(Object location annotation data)
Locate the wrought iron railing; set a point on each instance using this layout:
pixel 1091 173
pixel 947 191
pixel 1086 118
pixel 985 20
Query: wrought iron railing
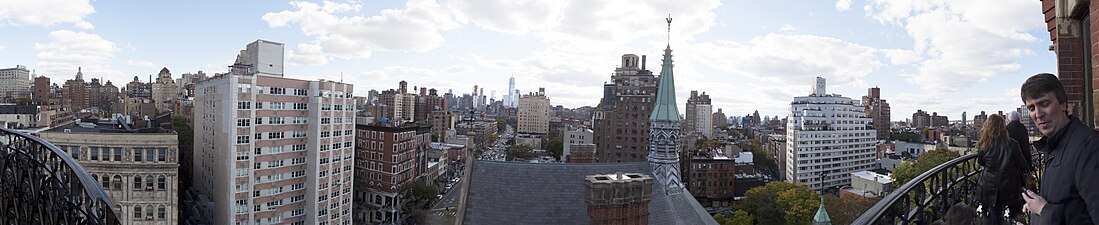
pixel 927 198
pixel 42 184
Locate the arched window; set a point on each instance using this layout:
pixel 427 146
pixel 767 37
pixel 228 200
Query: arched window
pixel 159 182
pixel 136 182
pixel 117 184
pixel 148 182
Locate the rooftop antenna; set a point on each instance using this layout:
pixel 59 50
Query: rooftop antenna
pixel 669 29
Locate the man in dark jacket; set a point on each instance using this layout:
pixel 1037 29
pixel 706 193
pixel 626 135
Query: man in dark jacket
pixel 1069 188
pixel 1019 133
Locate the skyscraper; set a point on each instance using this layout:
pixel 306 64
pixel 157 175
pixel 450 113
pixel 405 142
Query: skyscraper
pixel 272 149
pixel 511 99
pixel 621 128
pixel 878 110
pixel 828 137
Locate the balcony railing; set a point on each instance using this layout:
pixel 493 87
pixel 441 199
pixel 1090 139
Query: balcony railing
pixel 928 197
pixel 42 184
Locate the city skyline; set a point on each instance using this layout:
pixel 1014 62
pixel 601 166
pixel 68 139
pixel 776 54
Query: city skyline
pixel 939 56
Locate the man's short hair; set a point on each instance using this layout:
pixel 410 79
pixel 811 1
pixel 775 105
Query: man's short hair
pixel 1041 83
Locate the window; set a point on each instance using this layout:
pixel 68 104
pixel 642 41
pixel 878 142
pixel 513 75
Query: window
pixel 148 184
pixel 95 154
pixel 136 182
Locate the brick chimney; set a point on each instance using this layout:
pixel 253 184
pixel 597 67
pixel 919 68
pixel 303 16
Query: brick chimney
pixel 618 199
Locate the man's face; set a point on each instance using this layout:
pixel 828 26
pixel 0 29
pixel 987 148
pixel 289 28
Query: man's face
pixel 1047 113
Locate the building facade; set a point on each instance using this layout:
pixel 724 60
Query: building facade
pixel 270 149
pixel 165 91
pixel 137 169
pixel 389 157
pixel 533 120
pixel 578 136
pixel 620 122
pixel 699 112
pixel 877 109
pixel 828 137
pixel 14 83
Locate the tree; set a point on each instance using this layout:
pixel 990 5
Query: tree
pixel 909 169
pixel 795 202
pixel 556 147
pixel 845 209
pixel 423 191
pixel 520 152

# Prompt
Repeat the listing from its first line through the line holding "pixel 1047 113", inclusive. Leave the pictures out.

# Written solution
Locate the wrought iron railing; set a point on each instance using this layout:
pixel 1091 173
pixel 947 191
pixel 1086 118
pixel 985 20
Query: wrought iron railing
pixel 927 198
pixel 42 184
Locate the arched window; set a point on each instance using this layout:
pixel 427 146
pixel 767 37
pixel 228 200
Query: arched window
pixel 159 182
pixel 136 182
pixel 117 184
pixel 148 182
Locate the rooftop antenna; set a point on each instance using this layout:
pixel 59 50
Query: rooftop antenna
pixel 669 29
Locate the man in dark jacket; set a point on each instance using this layout:
pixel 1037 29
pixel 706 193
pixel 626 135
Query: man in dark jacket
pixel 1069 188
pixel 1019 133
Locate the skyscraper; set a point on each instance using this layout:
pixel 306 64
pixel 157 175
pixel 450 113
pixel 405 142
Query: skyscraper
pixel 272 149
pixel 511 99
pixel 621 128
pixel 878 110
pixel 828 137
Locate the balcony railing; set a point on each instance using this layout:
pixel 493 87
pixel 441 199
pixel 1090 139
Query: balcony railing
pixel 928 197
pixel 42 184
Locate the city skyline; set a point on each instance using this layout:
pixel 1014 62
pixel 601 166
pixel 68 139
pixel 776 54
Query: city skyline
pixel 939 56
Locate the man's short hair; set a point on each instance using this layout:
pixel 410 79
pixel 811 1
pixel 775 105
Query: man's short hair
pixel 1041 83
Locate the window; set a point on each instance using this layout:
pixel 68 104
pixel 642 41
pixel 878 142
pixel 513 75
Query: window
pixel 148 184
pixel 95 154
pixel 136 182
Locate the brick chimney; set a point on each instance using this layout:
pixel 253 184
pixel 597 67
pixel 919 68
pixel 303 16
Query: brick chimney
pixel 618 199
Locate the man's face; set a point on each instance using this layout:
pixel 828 26
pixel 0 29
pixel 987 148
pixel 289 28
Query: man's face
pixel 1047 113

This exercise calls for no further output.